** Opening Given text block **

Hazen says many women now know that bigger breasts can cause neck pain or back aches, which is why they’re straying away from larger sizes — and in some cases getting reductions or revisions of old implants. “Obviously, a smaller cup size is much more comfortable, but most women don’t want an A-cup,” she says. “It just doesn’t fill most dresses or women’s clothing in the right way a B cup generally does.”

“If you wear a size B you can wear anything,” says Leesa Rowland, a 50-year-old author who lives in Midtown East and just had her last of two breast-reduction surgeries — from a D to a B — a few weeks ago. “It’s the perfect size. I can wear things that are low-cut and look sexy, not matronly. And if you do want to look bigger, you can just wear a push-up bra.

“I didn’t tell anybody. I didn’t think anybody would really notice because I covered [my chest] up, but it was the funniest reaction, because people would ask, ‘Wow! How’d you lose so much weight?’ ”

It helps that fashion trends now tend to favor looks that require the wearer to go braless, adds Hazen, like handkerchief tops, backless dresses, and tight leotards and bodysuits. “If you’re anything bigger than a B, you can’t wear that stuff,” she says.

** Closing Given text block **
** Opening Data for review block **

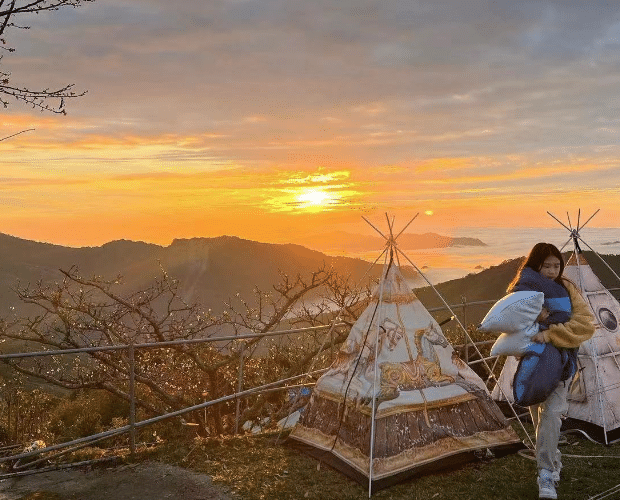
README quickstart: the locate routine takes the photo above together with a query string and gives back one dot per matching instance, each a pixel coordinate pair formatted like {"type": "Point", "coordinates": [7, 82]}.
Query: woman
{"type": "Point", "coordinates": [566, 322]}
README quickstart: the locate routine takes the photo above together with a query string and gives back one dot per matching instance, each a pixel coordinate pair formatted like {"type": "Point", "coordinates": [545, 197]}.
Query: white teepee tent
{"type": "Point", "coordinates": [398, 400]}
{"type": "Point", "coordinates": [594, 395]}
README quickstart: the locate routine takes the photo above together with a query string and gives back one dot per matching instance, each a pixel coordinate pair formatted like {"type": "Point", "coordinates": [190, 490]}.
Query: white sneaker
{"type": "Point", "coordinates": [546, 487]}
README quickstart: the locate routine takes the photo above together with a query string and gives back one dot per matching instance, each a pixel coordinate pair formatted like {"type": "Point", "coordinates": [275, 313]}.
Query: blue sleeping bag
{"type": "Point", "coordinates": [540, 371]}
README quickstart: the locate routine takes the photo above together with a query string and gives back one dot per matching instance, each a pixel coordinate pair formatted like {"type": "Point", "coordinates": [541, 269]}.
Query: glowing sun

** Closing Data for review block **

▶ What is needed: From the text above on breast sizes, extract the passage that begins at the words "Hazen says many" and stops after "a push-up bra.", keeping its wording unchanged.

▶ Problem solution:
Hazen says many women now know that bigger breasts can cause neck pain or back aches, which is why they’re straying away from larger sizes — and in some cases getting reductions or revisions of old implants. “Obviously, a smaller cup size is much more comfortable, but most women don’t want an A-cup,” she says. “It just doesn’t fill most dresses or women’s clothing in the right way a B cup generally does.”

“If you wear a size B you can wear anything,” says Leesa Rowland, a 50-year-old author who lives in Midtown East and just had her last of two breast-reduction surgeries — from a D to a B — a few weeks ago. “It’s the perfect size. I can wear things that are low-cut and look sexy, not matronly. And if you do want to look bigger, you can just wear a push-up bra.